WHAT TO PRODUCE - Write these lines out again with each "rough mask" swapped for "coarse mask" and nothing else changed. Leave the pictures out.

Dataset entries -

· · ·

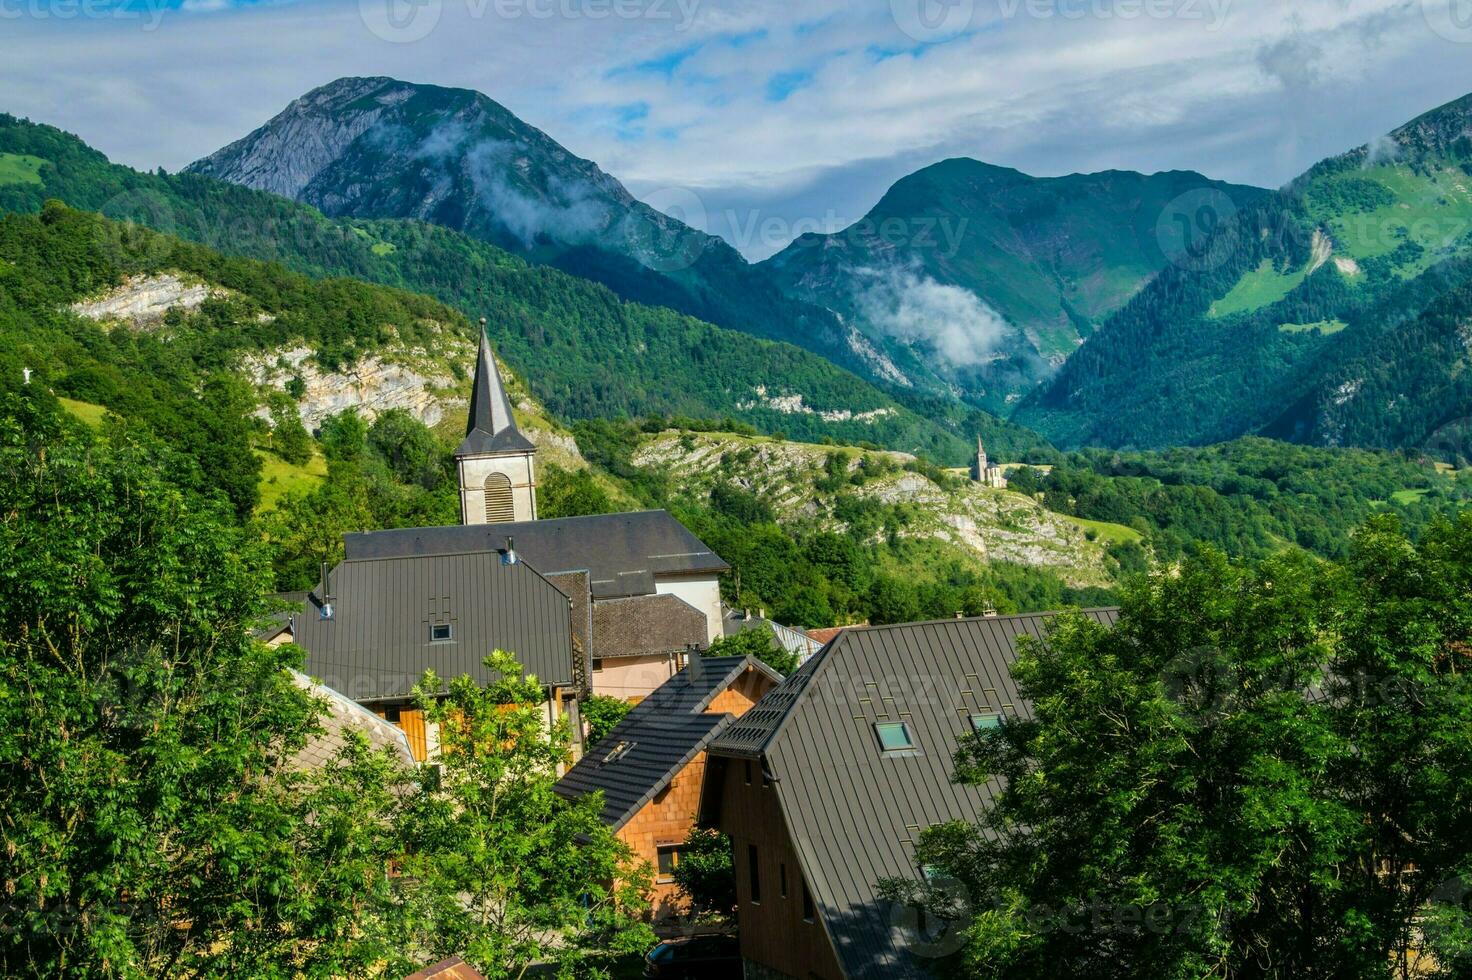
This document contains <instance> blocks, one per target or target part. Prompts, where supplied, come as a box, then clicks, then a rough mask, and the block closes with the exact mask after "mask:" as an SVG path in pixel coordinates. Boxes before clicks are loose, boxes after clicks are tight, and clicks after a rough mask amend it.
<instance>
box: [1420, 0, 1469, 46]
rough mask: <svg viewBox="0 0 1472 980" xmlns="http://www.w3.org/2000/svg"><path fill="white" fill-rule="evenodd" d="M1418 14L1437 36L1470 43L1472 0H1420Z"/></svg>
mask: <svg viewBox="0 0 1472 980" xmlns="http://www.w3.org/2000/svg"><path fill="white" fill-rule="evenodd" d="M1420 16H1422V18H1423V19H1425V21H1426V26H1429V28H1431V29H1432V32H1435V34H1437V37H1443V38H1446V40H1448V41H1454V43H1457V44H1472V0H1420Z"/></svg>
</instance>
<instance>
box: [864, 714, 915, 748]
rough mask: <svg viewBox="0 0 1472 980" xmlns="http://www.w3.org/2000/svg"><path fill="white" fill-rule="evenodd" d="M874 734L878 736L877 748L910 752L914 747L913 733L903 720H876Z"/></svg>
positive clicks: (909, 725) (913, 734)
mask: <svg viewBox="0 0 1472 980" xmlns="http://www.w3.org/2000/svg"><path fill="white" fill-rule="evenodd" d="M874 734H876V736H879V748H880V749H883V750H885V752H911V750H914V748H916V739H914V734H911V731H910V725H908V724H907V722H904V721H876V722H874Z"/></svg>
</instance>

· · ·

EXPECTED OUTPUT -
This document contains <instance> blocks, one per target or target part. Prompts, where supplied, come as a box, then clicks, then a coarse mask, and the block closes with the exact mask after "mask:" as an SVG path in pixel coordinates. Boxes before clicks are loose, boxes after clicks are tight, and clicks after a coarse mask amend it.
<instance>
box: [1420, 0, 1469, 46]
coarse mask: <svg viewBox="0 0 1472 980" xmlns="http://www.w3.org/2000/svg"><path fill="white" fill-rule="evenodd" d="M1418 14L1437 36L1470 43L1472 0H1420Z"/></svg>
mask: <svg viewBox="0 0 1472 980" xmlns="http://www.w3.org/2000/svg"><path fill="white" fill-rule="evenodd" d="M1420 16H1422V18H1423V19H1425V21H1426V26H1429V28H1431V29H1432V32H1435V34H1437V37H1443V38H1446V40H1448V41H1454V43H1457V44H1472V0H1420Z"/></svg>
</instance>
<instance>
box: [864, 714, 915, 748]
coarse mask: <svg viewBox="0 0 1472 980" xmlns="http://www.w3.org/2000/svg"><path fill="white" fill-rule="evenodd" d="M874 734L878 736L877 748L910 752L914 747L913 733L903 720H876Z"/></svg>
positive clicks: (909, 725) (913, 734)
mask: <svg viewBox="0 0 1472 980" xmlns="http://www.w3.org/2000/svg"><path fill="white" fill-rule="evenodd" d="M874 734H876V736H879V748H880V749H883V750H885V752H911V750H914V748H916V739H914V734H911V731H910V725H908V724H907V722H904V721H876V722H874Z"/></svg>
</instance>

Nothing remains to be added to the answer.